* [Your objective] Can you reproduce every line from the one containing "# test: point out the horse mane, one" through the end of the data, requests included, with each point coordinate in the answers multiplied by 0.3 and rounded to a whole number (halves round up)? Leave the numbers in the requests and their sample response bodies unchanged, and return only those lines.
┌──
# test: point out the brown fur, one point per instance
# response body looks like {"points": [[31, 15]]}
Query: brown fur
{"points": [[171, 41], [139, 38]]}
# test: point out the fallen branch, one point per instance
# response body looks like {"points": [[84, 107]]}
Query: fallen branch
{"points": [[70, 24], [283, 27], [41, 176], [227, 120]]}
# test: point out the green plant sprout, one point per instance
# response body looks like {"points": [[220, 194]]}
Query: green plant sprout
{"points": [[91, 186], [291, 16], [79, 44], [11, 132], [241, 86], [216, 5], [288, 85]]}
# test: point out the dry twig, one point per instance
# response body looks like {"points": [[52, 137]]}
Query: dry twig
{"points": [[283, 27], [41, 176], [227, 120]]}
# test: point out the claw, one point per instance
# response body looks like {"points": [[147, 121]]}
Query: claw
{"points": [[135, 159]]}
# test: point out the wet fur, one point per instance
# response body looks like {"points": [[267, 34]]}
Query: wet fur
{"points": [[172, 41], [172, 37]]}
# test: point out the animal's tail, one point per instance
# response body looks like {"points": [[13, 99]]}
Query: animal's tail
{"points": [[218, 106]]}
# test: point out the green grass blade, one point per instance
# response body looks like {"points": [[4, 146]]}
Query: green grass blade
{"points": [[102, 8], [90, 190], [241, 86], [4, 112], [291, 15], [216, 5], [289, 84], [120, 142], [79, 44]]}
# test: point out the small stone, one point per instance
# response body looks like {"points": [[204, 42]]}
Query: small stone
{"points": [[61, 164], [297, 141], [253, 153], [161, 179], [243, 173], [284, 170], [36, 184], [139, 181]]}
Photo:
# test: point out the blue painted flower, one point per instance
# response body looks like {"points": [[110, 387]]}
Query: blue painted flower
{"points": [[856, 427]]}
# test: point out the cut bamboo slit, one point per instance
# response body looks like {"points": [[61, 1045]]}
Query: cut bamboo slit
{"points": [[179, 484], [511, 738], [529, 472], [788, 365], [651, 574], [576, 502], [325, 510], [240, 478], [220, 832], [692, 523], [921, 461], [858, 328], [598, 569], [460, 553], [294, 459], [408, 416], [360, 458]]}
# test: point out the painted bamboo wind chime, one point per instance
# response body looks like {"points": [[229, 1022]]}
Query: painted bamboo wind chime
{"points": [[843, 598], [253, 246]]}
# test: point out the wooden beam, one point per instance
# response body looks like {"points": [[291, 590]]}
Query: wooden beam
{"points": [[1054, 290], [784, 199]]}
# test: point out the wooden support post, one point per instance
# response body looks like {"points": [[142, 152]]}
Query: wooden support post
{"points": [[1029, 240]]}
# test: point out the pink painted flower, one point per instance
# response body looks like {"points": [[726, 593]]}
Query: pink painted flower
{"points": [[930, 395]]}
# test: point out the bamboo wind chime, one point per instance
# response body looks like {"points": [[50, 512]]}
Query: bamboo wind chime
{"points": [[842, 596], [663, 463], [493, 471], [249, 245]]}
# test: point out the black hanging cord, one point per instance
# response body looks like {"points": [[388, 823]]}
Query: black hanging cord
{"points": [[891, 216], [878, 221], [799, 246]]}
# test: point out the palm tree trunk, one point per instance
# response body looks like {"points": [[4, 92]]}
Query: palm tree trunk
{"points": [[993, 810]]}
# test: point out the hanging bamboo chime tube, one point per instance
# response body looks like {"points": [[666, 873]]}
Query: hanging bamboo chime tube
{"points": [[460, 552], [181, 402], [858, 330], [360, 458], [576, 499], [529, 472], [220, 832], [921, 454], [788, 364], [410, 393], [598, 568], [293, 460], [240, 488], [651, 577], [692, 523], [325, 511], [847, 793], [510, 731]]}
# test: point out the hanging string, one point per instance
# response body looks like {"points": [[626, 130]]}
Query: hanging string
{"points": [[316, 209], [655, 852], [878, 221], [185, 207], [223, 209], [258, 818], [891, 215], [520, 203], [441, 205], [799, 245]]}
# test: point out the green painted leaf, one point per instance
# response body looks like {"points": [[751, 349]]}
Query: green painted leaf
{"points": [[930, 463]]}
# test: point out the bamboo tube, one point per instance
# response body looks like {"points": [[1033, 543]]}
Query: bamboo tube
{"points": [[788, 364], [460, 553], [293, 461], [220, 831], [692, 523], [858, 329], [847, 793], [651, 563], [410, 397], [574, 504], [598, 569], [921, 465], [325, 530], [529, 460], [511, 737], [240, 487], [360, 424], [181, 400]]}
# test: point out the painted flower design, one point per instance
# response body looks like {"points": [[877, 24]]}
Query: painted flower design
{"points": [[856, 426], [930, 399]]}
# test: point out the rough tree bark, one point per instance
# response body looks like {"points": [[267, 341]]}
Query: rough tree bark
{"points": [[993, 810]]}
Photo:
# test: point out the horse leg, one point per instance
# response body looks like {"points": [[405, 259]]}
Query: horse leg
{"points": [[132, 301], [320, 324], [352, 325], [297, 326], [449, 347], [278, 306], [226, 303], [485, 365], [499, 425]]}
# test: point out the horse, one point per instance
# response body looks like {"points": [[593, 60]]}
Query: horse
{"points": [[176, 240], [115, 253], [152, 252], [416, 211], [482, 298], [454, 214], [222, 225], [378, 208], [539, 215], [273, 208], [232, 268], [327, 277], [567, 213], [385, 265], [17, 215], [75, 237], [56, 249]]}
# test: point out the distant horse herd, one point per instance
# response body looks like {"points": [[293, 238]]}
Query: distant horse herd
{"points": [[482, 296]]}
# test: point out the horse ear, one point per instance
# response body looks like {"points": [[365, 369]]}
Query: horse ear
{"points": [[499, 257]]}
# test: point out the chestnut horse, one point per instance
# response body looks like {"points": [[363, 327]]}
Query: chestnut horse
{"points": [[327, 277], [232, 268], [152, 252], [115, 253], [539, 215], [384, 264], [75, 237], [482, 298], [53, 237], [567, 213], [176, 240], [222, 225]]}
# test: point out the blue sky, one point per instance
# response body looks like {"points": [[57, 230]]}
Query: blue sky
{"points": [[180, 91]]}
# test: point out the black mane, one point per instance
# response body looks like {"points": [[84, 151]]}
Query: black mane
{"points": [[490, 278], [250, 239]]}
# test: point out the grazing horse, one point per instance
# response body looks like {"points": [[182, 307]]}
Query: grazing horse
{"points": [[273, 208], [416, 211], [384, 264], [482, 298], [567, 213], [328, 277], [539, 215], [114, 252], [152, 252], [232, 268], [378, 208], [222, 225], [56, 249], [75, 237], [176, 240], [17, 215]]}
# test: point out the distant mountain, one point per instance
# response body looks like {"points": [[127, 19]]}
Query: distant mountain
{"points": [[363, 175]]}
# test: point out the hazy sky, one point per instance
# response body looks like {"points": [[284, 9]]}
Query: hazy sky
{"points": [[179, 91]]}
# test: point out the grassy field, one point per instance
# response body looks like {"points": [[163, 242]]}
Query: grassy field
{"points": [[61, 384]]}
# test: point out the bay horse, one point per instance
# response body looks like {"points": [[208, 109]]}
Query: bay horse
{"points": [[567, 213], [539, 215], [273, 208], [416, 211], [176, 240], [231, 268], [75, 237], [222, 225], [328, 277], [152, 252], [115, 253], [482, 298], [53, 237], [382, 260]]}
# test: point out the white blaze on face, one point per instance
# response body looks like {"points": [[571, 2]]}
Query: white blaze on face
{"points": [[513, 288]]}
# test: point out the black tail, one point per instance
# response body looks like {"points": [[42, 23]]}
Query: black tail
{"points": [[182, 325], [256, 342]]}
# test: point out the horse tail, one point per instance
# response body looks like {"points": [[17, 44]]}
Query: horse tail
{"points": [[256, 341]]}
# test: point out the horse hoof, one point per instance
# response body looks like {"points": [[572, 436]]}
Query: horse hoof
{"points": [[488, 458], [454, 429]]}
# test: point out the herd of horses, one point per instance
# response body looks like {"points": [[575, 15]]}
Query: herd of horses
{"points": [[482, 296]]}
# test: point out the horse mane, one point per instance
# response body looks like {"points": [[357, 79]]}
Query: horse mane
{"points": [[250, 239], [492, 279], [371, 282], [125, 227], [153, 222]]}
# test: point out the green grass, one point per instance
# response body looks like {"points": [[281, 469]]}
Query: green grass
└──
* [Written response]
# test: point out the horse mane, one point per instance
# response body looks like {"points": [[357, 79]]}
Query: horse mane
{"points": [[75, 72], [148, 84], [111, 85], [38, 68], [46, 67]]}
# test: point out the green grass, one point per instance
# response body looks like {"points": [[281, 469]]}
Query: green grass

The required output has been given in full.